* Short exercise 1: In the article on the Frank Morris case, rewrite the section between "Frasier related how, decades" and "Morris was inside.", inclusive, changing "pipeline crew" to "road crew".
* Short exercise 2:
Answer these questions about the article on the Frank Morris case:
(a) Which relative did Bill Frasier say he had worked alongside decades before?
(b) How old was Leonard Spencer when Nelson came to his front door?
(c) What headline ran with the story on the Sentinel's front page?

* Excerpted passage:
>> START
Nelson has studied it from a lot of angles and believes Morris really didn’t know. Among other things, the Klan in those days tended to send “wrecking crews” from outside an area, making them less likely to be caught meting out the ugliest kind of retribution. “Frank was the kind of man, I think, he would have wanted something to happen to the people who did this to him,” the newsman said.
The big break in the case came late last spring. After about 20 interviews with former law enforcement figures, Nelson called on a former deputy, Bill Frasier. He asked Frasier if he had ever heard anything about the Frank Morris case. Frasier responded: “I had somebody tell me he did it.” Nelson told him: “You got my attention now.”
Frasier related how, decades before, he had been on a pipeline crew with his brother-in-law, a man named Leonard Spencer, who acknowledged attending Klan meetings in the 1960s. The former deputy asked the alleged former Klansman if he had ever killed anyone. Spencer allegedly replied: “We did accidentally one time.”
Spencer’s ex-wife and his son soon chimed in with similar information — tying not only Spencer but a ne’er-do-well Klansman and now deceased meth-head, O.C. “Coonie” Poissot, to the arson that night, according to the Sentinel article. The thugs allegedly planned to torch the store, learning only in the midst of the crime that Morris was inside.
Those revelations led the newspaperman, last summer, to Spencer’s front door. Spencer, still red-faced and burly at 71, agreed to answer questions. A video shows him swaying gently on a porch swing as Nelson politely asks about the most hideous things — wrecking crews, late-night “projects” of long ago and the 46-year-old killing.
Spencer admitted only some knowledge about the Klan. He said he had never heard of Frank Morris and certainly had nothing to do with his killing. First the FBI and then the Justice Department asked the Sentinel to hold off on the story, lest it complicate their investigation.
The feds would not give details, nor would the local officials, who would put any suspect on trial. When the story finally was published in January on the Sentinel’s front page, it carried a bold red headline: “A Suspect Revealed.”
“I told Stanley the other day he is the hub in this and everybody else is just a spoke,” said David Opperman, the assistant district attorney who is one of the prosecutors tending to the continuing grand jury proceedings. “He did the work that needed to be done.”
Now Stanley Nelson wins awards. The son of the South for the first time has traveled to Washington, New York and beyond. When he speaks at conferences, he spins out bigger ideas about justice and reconciliation. But mostly he talks about putting one foot in front of another, like any man might.
“Once you saw who Frank Morris was and what this story was,” he said, “it would have been almost immoral to walk away.”
>> END
* Material:
>> START
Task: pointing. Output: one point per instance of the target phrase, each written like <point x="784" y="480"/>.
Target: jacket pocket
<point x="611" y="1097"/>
>> END
* Output 1:
Frasier related how, decades before, he had been on a road crew with his brother-in-law, a man named Leonard Spencer, who acknowledged attending Klan meetings in the 1960s. The former deputy asked the alleged former Klansman if he had ever killed anyone. Spencer allegedly replied: “We did accidentally one time.”
Spencer’s ex-wife and his son soon chimed in with similar information — tying not only Spencer but a ne’er-do-well Klansman and now deceased meth-head, O.C. “Coonie” Poissot, to the arson that night, according to the Sentinel article. The thugs allegedly planned to torch the store, learning only in the midst of the crime that Morris was inside.

* Output 2:
(a) His brother-in-law, Leonard Spencer.
(b) 71.
(c) "A Suspect Revealed."